[Opening Given data section]

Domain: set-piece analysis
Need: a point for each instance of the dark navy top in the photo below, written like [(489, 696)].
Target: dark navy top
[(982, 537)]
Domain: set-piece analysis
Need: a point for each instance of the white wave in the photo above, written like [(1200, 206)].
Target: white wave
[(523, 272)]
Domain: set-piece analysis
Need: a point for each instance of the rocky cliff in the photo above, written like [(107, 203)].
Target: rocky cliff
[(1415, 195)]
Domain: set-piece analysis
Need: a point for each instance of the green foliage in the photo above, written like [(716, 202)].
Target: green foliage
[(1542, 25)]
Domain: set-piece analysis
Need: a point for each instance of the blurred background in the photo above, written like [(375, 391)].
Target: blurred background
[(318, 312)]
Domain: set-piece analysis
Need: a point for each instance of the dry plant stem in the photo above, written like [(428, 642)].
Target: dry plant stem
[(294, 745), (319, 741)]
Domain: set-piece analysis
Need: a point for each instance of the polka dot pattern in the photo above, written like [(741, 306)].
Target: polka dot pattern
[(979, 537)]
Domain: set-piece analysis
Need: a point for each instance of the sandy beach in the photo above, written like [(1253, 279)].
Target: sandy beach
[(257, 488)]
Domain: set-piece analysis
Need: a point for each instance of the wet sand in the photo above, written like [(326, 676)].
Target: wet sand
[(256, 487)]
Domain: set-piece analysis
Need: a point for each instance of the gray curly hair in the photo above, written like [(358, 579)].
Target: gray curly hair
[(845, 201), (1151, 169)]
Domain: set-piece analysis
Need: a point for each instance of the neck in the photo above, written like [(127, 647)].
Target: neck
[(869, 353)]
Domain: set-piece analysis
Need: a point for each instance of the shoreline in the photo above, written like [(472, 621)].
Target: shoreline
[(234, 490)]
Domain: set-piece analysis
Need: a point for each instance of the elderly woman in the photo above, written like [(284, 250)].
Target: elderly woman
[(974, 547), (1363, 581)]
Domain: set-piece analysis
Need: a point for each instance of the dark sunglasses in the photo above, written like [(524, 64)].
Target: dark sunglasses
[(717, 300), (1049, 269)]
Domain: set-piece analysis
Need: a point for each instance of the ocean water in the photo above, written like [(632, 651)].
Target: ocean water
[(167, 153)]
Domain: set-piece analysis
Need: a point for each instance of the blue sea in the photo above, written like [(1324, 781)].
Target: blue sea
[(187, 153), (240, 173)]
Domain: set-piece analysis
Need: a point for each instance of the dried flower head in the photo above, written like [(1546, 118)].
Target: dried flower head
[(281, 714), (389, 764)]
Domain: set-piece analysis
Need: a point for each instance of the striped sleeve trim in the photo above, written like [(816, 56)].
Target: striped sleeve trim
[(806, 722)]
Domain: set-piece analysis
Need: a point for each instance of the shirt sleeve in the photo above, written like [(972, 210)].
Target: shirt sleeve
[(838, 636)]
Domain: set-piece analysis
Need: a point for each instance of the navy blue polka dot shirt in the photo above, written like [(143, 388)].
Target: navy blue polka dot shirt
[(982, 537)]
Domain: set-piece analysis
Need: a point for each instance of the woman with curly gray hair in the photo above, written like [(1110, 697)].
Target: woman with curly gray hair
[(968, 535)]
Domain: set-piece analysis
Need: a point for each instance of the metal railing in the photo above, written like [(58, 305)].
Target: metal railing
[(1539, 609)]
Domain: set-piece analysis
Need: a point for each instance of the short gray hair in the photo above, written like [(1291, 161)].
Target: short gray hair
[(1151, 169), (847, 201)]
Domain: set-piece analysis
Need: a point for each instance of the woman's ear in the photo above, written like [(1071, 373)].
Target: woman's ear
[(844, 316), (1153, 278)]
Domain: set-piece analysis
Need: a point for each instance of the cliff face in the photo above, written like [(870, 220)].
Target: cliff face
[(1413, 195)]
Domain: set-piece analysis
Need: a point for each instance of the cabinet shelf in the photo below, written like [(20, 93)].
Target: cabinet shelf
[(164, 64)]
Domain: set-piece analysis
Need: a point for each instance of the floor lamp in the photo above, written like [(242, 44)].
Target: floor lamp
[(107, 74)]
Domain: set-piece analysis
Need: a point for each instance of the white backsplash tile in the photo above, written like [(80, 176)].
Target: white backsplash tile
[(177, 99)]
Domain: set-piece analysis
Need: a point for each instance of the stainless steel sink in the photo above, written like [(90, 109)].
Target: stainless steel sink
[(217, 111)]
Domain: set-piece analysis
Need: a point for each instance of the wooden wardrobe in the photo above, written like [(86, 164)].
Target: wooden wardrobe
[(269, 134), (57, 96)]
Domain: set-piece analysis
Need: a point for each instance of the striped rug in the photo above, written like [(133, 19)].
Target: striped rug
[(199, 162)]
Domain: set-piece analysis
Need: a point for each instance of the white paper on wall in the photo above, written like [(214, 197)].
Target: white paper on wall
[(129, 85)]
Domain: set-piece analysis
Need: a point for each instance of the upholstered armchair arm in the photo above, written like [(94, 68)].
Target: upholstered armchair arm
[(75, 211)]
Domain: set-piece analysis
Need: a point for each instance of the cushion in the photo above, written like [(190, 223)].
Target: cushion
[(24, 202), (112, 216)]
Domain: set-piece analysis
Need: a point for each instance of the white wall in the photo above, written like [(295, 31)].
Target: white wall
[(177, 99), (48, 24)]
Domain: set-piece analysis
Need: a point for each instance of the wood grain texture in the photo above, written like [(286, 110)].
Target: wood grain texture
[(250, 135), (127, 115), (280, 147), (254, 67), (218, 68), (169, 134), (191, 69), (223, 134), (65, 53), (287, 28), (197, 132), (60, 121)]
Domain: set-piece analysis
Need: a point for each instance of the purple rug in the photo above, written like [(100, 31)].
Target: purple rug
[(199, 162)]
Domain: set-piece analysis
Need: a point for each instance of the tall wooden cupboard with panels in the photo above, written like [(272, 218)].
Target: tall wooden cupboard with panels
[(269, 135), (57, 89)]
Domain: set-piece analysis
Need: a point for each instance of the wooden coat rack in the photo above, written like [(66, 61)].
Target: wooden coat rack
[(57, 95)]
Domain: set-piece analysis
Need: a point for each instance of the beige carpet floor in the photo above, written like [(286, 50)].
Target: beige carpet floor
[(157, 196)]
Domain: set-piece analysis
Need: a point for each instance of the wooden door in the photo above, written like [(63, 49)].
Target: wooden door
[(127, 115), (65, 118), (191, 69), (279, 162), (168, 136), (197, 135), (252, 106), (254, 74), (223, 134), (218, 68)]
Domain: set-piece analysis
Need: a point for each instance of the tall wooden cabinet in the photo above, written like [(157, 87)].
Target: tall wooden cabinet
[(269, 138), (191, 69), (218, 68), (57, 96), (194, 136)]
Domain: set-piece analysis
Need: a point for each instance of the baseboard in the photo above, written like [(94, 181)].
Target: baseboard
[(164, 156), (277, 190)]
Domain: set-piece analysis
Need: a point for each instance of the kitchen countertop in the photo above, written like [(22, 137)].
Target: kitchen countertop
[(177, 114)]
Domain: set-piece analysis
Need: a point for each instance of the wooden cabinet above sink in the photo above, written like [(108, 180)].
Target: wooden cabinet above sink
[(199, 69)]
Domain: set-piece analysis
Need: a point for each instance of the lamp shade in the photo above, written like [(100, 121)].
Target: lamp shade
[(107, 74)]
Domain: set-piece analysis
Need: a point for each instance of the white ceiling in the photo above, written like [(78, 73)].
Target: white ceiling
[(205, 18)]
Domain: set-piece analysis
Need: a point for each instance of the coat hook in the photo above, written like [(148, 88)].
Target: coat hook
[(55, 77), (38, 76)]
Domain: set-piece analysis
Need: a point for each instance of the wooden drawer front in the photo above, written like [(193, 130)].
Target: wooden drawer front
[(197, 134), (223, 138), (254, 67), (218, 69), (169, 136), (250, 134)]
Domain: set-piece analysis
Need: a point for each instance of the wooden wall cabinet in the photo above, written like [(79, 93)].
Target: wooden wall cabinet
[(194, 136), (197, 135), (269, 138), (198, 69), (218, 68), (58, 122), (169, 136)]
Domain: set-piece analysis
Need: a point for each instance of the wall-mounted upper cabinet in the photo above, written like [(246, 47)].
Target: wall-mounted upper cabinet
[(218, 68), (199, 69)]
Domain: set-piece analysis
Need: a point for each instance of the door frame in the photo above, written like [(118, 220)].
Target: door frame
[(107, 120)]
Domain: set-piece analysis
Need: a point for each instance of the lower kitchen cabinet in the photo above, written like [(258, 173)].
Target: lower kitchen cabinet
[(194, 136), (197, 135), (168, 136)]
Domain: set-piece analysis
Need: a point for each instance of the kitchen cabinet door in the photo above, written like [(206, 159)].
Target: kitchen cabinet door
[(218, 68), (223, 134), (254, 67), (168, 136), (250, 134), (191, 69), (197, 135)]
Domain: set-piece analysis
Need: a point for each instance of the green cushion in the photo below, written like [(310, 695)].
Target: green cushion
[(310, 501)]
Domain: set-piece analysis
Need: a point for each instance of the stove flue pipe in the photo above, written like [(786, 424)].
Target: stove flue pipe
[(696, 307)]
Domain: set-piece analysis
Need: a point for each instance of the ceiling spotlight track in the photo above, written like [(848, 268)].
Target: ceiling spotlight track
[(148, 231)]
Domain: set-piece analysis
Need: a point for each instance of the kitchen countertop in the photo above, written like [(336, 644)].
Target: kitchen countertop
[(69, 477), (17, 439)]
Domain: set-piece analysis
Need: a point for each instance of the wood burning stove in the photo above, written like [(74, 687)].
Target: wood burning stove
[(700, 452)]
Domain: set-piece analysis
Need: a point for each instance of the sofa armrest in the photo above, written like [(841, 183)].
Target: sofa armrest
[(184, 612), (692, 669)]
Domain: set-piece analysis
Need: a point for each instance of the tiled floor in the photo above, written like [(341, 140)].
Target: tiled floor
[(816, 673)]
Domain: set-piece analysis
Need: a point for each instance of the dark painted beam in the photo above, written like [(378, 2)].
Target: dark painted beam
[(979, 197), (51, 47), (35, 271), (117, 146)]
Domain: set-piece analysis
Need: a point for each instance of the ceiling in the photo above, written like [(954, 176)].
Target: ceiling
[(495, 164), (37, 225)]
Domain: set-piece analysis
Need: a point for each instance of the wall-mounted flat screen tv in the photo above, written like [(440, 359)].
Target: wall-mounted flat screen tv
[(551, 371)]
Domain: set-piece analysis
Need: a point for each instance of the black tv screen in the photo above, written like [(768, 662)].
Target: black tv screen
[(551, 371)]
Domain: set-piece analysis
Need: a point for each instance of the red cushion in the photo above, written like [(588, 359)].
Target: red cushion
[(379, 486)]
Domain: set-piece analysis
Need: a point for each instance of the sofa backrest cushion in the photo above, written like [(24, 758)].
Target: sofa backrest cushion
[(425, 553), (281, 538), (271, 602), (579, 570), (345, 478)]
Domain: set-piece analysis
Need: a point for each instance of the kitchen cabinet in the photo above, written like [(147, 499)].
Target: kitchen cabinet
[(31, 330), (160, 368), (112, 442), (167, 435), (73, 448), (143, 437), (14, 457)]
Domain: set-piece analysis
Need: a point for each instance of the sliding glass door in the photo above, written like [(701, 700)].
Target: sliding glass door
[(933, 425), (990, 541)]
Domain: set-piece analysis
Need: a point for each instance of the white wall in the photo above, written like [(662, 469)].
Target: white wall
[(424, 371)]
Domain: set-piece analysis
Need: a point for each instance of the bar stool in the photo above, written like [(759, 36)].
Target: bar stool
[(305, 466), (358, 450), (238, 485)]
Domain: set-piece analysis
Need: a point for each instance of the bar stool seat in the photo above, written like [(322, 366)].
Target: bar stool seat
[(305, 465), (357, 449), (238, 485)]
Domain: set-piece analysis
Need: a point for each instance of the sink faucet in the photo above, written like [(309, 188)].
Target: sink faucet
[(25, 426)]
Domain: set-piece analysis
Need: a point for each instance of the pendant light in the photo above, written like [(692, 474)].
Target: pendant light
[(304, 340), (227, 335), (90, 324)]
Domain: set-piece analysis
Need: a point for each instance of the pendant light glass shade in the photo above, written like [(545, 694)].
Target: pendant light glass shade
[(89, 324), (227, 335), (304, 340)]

[Closing Given data section]

*Exercise*. Within the material above, find every line containing the word "below" and copy it.

*Answer to this exercise*.
Need: a point for each instance of the dark navy top in the photo below, written like [(489, 696)].
Need: a point for each instance of the cabinet shelf in the photo below, written like [(20, 93)].
Need: a point for each instance of the green cushion in the photo below, written like [(310, 695)].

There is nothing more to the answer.